Return every line of the records below verbatim, with no pictures in the copy.

━━━━━━━━━━━━━━━━

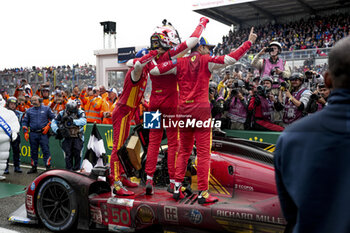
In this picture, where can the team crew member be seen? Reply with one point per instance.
(274, 65)
(75, 94)
(93, 109)
(295, 101)
(73, 120)
(312, 158)
(58, 104)
(38, 120)
(85, 97)
(164, 97)
(46, 96)
(134, 86)
(103, 92)
(15, 143)
(193, 74)
(262, 107)
(109, 105)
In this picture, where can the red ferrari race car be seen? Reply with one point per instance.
(241, 176)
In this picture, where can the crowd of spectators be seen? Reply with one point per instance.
(65, 76)
(315, 32)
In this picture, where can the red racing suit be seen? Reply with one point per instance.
(164, 97)
(193, 74)
(134, 87)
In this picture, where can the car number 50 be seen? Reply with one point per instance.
(120, 215)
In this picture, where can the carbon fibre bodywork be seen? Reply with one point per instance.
(241, 175)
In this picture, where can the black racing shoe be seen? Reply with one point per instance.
(204, 197)
(149, 187)
(32, 170)
(18, 170)
(170, 188)
(6, 172)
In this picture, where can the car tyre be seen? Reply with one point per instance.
(56, 204)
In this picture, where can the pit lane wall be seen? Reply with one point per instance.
(106, 131)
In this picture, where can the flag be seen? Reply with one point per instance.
(96, 152)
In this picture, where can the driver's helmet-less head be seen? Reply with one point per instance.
(72, 106)
(165, 37)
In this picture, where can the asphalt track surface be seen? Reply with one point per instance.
(9, 204)
(12, 203)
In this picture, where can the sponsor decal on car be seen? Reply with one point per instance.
(32, 187)
(170, 214)
(195, 216)
(145, 214)
(96, 214)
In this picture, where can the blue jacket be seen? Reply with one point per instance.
(81, 121)
(312, 162)
(37, 118)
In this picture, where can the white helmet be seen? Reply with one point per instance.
(2, 101)
(276, 44)
(165, 37)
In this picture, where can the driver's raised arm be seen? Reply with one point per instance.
(188, 44)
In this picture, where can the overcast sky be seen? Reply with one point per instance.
(66, 32)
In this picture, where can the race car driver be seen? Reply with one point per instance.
(164, 97)
(134, 86)
(193, 74)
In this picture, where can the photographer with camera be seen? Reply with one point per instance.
(11, 104)
(223, 86)
(318, 99)
(261, 108)
(58, 103)
(274, 65)
(93, 107)
(36, 125)
(237, 106)
(295, 100)
(312, 78)
(69, 125)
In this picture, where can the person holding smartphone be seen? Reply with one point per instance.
(274, 65)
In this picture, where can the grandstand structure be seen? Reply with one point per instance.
(246, 13)
(241, 14)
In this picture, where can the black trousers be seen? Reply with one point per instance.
(15, 146)
(72, 148)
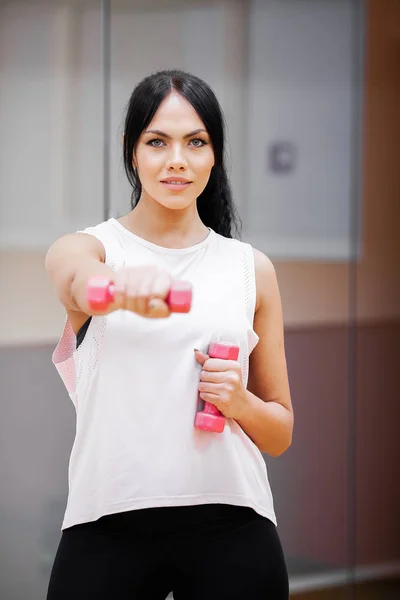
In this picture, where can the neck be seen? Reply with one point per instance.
(164, 226)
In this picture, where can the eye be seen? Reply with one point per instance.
(198, 142)
(156, 143)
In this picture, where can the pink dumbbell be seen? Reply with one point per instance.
(100, 292)
(210, 418)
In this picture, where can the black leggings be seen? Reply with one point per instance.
(197, 552)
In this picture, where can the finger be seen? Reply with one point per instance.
(200, 356)
(212, 388)
(157, 309)
(220, 364)
(211, 398)
(213, 376)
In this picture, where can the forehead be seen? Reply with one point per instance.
(177, 114)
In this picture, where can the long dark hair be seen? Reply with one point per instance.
(215, 204)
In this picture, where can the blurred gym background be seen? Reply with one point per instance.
(311, 93)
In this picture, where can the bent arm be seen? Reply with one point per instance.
(268, 418)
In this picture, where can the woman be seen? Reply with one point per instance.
(156, 505)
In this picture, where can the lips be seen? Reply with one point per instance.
(176, 180)
(176, 183)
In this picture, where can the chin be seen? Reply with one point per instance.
(176, 202)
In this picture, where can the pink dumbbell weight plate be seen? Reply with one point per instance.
(100, 293)
(210, 418)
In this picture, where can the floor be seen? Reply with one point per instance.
(385, 590)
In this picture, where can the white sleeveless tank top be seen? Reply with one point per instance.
(134, 385)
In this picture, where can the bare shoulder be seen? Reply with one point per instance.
(71, 246)
(266, 282)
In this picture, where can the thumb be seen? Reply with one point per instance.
(200, 356)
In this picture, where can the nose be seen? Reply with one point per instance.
(176, 160)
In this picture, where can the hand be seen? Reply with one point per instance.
(143, 290)
(221, 384)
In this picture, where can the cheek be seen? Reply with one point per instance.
(203, 164)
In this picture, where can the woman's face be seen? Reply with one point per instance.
(174, 155)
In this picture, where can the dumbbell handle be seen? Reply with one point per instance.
(100, 293)
(210, 418)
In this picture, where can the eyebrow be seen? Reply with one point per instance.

━━━━━━━━━━━━━━━━

Correct answer:
In this picture, where can the team crew member be seen? Reply with one point per instance.
(274, 65)
(75, 94)
(93, 109)
(295, 101)
(73, 120)
(312, 158)
(58, 104)
(38, 120)
(85, 97)
(164, 97)
(46, 96)
(134, 86)
(103, 92)
(15, 143)
(193, 74)
(262, 107)
(109, 105)
In this picture, where can the red ferrari race car be seen? Reply with one point per instance.
(241, 176)
In this picture, where can the crowd of spectators be seen? Reply with one point per instance.
(65, 76)
(315, 32)
In this picture, where can the red racing suit be seen? Reply with one point per instance.
(164, 97)
(193, 74)
(134, 87)
In this picture, where can the car number 50 be seen? Reply with one point per instance.
(120, 215)
In this picture, where can the carbon fibre bodywork be seen? Reply with one point per instance.
(241, 175)
In this picture, where can the black racing shoe be seen? Reply with one point per instance.
(204, 197)
(149, 187)
(32, 170)
(18, 170)
(170, 188)
(6, 172)
In this picture, where can the car tyre be seen? Reply with one point per instance.
(56, 204)
In this picture, where can the pit lane wall be seen? Reply with one point per instance.
(106, 131)
In this picture, where can the flag be seen? Reply with one point per instance.
(96, 152)
In this picture, where can the driver's helmet-less head be seen? Reply with one point per instance.
(72, 106)
(165, 37)
In this picture, where can the asphalt track surface be seen? Reply with one point per instance.
(9, 204)
(12, 203)
In this picture, where can the sponsor decal on car be seen? Reply with one point per instance.
(32, 187)
(170, 214)
(195, 216)
(145, 214)
(96, 214)
In this picture, where can the blue jacket be seen? Reply with one point per instance.
(81, 121)
(312, 162)
(37, 118)
In this picture, where can the white helmet be seen? Reply with one point per instance.
(2, 101)
(276, 44)
(165, 37)
In this picture, where can the driver's raised arm be seen? Reply with one point per instance.
(188, 44)
In this picture, where can the overcast sky be seen? Reply with one point per instance.
(66, 32)
In this picture, where can the race car driver be seen? Reply with one point per instance.
(164, 97)
(134, 86)
(193, 74)
In this picture, where can the photographer with camera be seen? Reply with one point per instance.
(11, 104)
(223, 86)
(318, 99)
(261, 108)
(58, 103)
(274, 65)
(93, 107)
(36, 125)
(237, 106)
(295, 100)
(312, 78)
(69, 125)
In this picture, where can the person holding smartphone be seen? Reply with one point per instance.
(274, 65)
In this picture, where can the grandstand structure be seen? Reply with one point per instance.
(246, 13)
(241, 14)
In this picture, where can the black trousers be seen? Reply with one point per instance.
(15, 146)
(72, 148)
In this picture, where can the neck be seen? Reply with one point per instance.
(164, 226)
In this picture, where can the eye be seen? Reply with one point per instance.
(198, 142)
(156, 143)
In this picture, where can the pink dumbbell be seen? Reply with one point per instance.
(100, 292)
(210, 418)
In this picture, where can the black leggings be seen? Reply with one point per instance.
(197, 552)
In this picture, where can the finger be seen? Reply with one point per instance.
(200, 356)
(212, 388)
(157, 309)
(220, 364)
(211, 398)
(213, 376)
In this picture, where can the forehead be seen? Reply with one point per instance.
(177, 114)
In this picture, where can the long dark hair be seen? Reply with one point per instance.
(215, 204)
In this picture, where can the blurred gym background be seen? Reply with one point per instance.
(311, 93)
In this picture, where can the bent arm be seen? Reply with one point per instance.
(268, 418)
In this picture, where can the woman be seen? Reply with one point per instance.
(156, 505)
In this picture, where can the lips be seen? Reply with one point per instance.
(176, 180)
(176, 183)
In this picture, where can the chin be seen? Reply with one point per instance.
(176, 202)
In this picture, where can the pink dumbbell weight plate be seen? Reply with one point per instance.
(100, 293)
(210, 418)
In this picture, where can the floor be seen? Reply with one point per instance.
(385, 590)
In this picture, where can the white sleeveless tank top be seen? Reply with one point per instance.
(134, 385)
In this picture, where can the bare shoulder be seen? Reply with one point per instance.
(71, 246)
(266, 282)
In this picture, where can the thumb be seen? Reply with one point per instance.
(200, 356)
In this picture, where can the nose be seen? Reply with one point per instance.
(176, 160)
In this picture, where can the hand be seen? Reply with one point per instance.
(143, 290)
(221, 384)
In this picture, where can the cheek be seen? Reply with one point per instance.
(203, 164)
In this picture, where can the woman's face be seen? Reply with one point per instance.
(174, 155)
In this picture, where can the dumbbell handle be seen? Reply with one point per instance.
(100, 293)
(210, 418)
In this picture, where can the eyebrow be seen? Reply with one point per instance.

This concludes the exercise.